▶ Task description
Word for word, reproduce every line of the data below.

▶ Provided material
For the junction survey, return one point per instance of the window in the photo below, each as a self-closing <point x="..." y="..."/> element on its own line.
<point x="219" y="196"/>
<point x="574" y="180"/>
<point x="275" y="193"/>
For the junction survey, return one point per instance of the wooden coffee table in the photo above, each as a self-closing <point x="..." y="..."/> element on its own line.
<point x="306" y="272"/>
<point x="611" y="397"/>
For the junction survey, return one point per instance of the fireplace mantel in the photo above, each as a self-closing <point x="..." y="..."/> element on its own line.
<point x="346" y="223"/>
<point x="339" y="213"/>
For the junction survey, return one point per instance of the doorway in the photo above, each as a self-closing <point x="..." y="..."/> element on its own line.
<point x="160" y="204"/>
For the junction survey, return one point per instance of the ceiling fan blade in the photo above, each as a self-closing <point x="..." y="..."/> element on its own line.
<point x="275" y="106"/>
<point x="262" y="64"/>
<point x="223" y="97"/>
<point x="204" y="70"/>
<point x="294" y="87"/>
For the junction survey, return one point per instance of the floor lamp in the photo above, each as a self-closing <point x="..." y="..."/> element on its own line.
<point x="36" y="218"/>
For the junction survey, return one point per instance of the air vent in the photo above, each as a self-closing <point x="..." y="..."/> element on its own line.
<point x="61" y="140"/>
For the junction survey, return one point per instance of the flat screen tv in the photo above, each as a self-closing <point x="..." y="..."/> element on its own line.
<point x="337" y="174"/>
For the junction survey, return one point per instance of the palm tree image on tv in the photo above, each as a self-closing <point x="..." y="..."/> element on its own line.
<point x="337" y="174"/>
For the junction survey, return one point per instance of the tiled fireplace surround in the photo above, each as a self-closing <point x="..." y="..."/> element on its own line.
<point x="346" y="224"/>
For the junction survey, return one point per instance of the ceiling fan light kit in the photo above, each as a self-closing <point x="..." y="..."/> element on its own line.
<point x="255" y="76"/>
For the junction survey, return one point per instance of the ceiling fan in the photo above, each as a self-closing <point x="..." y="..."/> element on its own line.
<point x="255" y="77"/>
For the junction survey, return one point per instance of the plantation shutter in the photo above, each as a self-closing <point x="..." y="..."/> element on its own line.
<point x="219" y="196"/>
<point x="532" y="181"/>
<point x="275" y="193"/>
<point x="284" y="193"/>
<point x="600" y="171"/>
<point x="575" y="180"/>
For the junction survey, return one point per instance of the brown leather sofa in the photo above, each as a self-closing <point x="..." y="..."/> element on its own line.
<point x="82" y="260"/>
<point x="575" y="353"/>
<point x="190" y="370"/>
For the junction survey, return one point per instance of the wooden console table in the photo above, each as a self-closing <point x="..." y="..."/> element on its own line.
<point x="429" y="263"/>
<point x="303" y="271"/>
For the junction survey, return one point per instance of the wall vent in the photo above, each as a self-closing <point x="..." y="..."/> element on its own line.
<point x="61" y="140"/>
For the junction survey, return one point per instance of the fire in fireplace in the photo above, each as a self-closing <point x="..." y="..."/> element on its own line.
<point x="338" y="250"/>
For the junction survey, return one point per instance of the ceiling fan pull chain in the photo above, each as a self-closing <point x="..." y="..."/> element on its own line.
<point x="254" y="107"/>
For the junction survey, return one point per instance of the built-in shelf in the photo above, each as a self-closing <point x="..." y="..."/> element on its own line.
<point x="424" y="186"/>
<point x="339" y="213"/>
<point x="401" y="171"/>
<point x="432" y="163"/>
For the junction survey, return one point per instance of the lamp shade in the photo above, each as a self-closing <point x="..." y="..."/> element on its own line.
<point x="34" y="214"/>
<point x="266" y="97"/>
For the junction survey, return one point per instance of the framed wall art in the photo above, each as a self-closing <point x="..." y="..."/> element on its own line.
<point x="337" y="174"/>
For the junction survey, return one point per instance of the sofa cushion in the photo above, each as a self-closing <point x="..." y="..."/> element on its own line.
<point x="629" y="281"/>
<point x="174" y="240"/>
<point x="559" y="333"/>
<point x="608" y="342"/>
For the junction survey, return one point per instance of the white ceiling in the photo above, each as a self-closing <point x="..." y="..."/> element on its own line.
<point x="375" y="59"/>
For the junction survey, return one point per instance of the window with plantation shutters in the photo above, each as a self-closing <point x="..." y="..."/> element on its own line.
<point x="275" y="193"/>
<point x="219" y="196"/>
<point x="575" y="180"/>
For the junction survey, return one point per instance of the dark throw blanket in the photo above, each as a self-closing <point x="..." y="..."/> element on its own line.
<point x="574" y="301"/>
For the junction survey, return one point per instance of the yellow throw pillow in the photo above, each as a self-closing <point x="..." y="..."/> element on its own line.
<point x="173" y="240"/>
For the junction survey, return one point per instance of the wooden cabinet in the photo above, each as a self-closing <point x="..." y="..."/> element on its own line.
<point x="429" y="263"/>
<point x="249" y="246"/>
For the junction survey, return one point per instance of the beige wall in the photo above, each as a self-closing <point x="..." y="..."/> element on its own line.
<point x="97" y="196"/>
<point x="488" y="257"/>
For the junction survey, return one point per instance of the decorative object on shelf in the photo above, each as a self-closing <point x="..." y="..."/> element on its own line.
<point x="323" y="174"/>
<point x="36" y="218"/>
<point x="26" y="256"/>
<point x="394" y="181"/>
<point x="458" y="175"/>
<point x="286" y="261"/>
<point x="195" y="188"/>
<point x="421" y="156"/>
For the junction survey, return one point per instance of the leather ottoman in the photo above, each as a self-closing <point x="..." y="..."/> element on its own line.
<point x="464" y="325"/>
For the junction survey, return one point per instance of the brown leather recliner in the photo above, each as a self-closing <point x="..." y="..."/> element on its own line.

▶ Answer to this exercise
For the junction survey, return one point per instance of the window in the photo below, each as a self-closing <point x="..." y="..."/> element on its own line.
<point x="219" y="196"/>
<point x="574" y="180"/>
<point x="275" y="193"/>
For the junction survey, return one point per instance of the wooden coffee table in the photo above, each as a self-closing <point x="..." y="..."/> element on its own line.
<point x="306" y="272"/>
<point x="611" y="397"/>
For the junction survey, return one point per instance of the fireplace mantel in the photo above, each as a self-closing <point x="..." y="..."/> element on its own line.
<point x="346" y="223"/>
<point x="339" y="213"/>
For the junction survey, return one point per instance of the doorway in the photo above, each as a self-closing <point x="..." y="..."/> element on its own line.
<point x="160" y="204"/>
For the junction survey, return one point per instance of the ceiling fan blade in the photo above, each as a self-closing <point x="..." y="..."/> element on its own line.
<point x="275" y="106"/>
<point x="262" y="64"/>
<point x="223" y="97"/>
<point x="204" y="70"/>
<point x="294" y="87"/>
For the junction survey, return one point per instance of the floor lamp in the photo above, each as a self-closing <point x="..." y="..."/> element on its own line.
<point x="36" y="218"/>
For the junction survey, return one point per instance of the air vent in the photo above, each as a self-closing <point x="..." y="..."/> element on its own line.
<point x="61" y="140"/>
For the junction survey, return one point per instance of the flat screen tv in the photo above, each as a self-closing <point x="..." y="..."/> element on its own line.
<point x="337" y="174"/>
For the junction survey, return one point per instance of the palm tree image on tv in the photo above, each as a self-closing <point x="..." y="..."/> element on its own line.
<point x="337" y="174"/>
For the junction survey, return one point per instance of the tiled fireplace surround in the photo above, each as a self-closing <point x="..." y="..."/> element on its own line.
<point x="346" y="224"/>
For the junction survey, return one point per instance of the ceiling fan light kit in the photo above, each as a self-closing <point x="..." y="..."/> element on its own line.
<point x="255" y="76"/>
For the junction survey, return one point per instance of the ceiling fan in the photo above, each as a self-closing <point x="..." y="..."/> element on its own line.
<point x="255" y="77"/>
For the junction survey, return one point per instance of the plantation shutter in the photo above, each as a self-closing <point x="..." y="..."/> element on its own line.
<point x="219" y="196"/>
<point x="532" y="181"/>
<point x="275" y="193"/>
<point x="284" y="193"/>
<point x="600" y="171"/>
<point x="575" y="180"/>
For the junction survey, return one point per instance of the brown leather sofa in the photo above, each as a self-closing <point x="..." y="..."/> element on its own line.
<point x="82" y="260"/>
<point x="575" y="353"/>
<point x="190" y="370"/>
For the junction survey, return one point per instance of the wooden console table in the photo above, each as a self-closing <point x="..." y="..."/> element on its own line.
<point x="429" y="263"/>
<point x="303" y="271"/>
For the junction survey, return one point per instance of the wall vent in the photo above, each as a self-closing <point x="..." y="..."/> element on its own line.
<point x="61" y="140"/>
For the junction survey, return one point per instance of the fire in fireplace in the photo above, each as a self-closing <point x="..." y="..."/> element on its own line.
<point x="338" y="250"/>
For the junction survey, return one point per instance of the ceiling fan pull chain in the photo above, each as a self-closing <point x="..." y="..."/> element on its own line.
<point x="254" y="107"/>
For the junction survey, return one point per instance of the built-in shelf in the photo above, each as a self-closing <point x="..." y="..."/> element on its own line.
<point x="424" y="186"/>
<point x="339" y="213"/>
<point x="401" y="171"/>
<point x="432" y="163"/>
For the junction survey, return one point per instance of the lamp shade in the photo above, each as a self-closing <point x="..." y="..."/> element on its own line.
<point x="34" y="214"/>
<point x="266" y="97"/>
For the junction survey, return one point per instance of the framed wall art in the photo above, each as a self-closing <point x="..." y="..."/> element on its own line.
<point x="337" y="174"/>
For the junction survey, return one point per instance of the sofa cushion in the photo above, each as a self-closing <point x="..." y="..."/> element on its own line.
<point x="629" y="281"/>
<point x="174" y="240"/>
<point x="559" y="333"/>
<point x="608" y="342"/>
For the junction survey, return one point per instance of the white ceiling in the photo above, each as a self-closing <point x="..." y="..."/> element on its own line.
<point x="375" y="59"/>
For the junction survey, return one point per instance of the window with plantation shutters in the photo above, each as a self-closing <point x="..." y="..."/> element on its own line.
<point x="275" y="193"/>
<point x="219" y="196"/>
<point x="575" y="180"/>
For the junction survey, return one point per instance of the dark throw blanket in the photo above, each as a self-closing <point x="..." y="..."/> element on its own line.
<point x="574" y="301"/>
For the junction survey, return one point per instance of the yellow throw pillow in the photo above, each as a self-closing <point x="..." y="..."/> element on its own line.
<point x="173" y="240"/>
For the junction survey, return one point per instance of the wooden cabinet in the photo above, each as a self-closing <point x="..." y="..."/> element on its own line.
<point x="429" y="263"/>
<point x="249" y="246"/>
For the junction survey, return one point per instance of the beige wall in the photo above, each as a self-closing <point x="..." y="..."/> element on its own line.
<point x="97" y="196"/>
<point x="488" y="257"/>
For the junction survey, return one point per instance of the decorative object on shelf in the photo above, each as a self-closing <point x="..." y="..."/> element on its own line.
<point x="323" y="174"/>
<point x="36" y="218"/>
<point x="26" y="256"/>
<point x="394" y="181"/>
<point x="458" y="175"/>
<point x="286" y="261"/>
<point x="195" y="188"/>
<point x="421" y="156"/>
For the junction survey, return one point per instance of the leather ottoman in the photo above, each as a self-closing <point x="..." y="..."/> element on its own line.
<point x="464" y="325"/>
For the junction survey, return one point per instance of the brown leather recliner in the photo above, each as a self-closing <point x="..." y="..."/> element on its own line.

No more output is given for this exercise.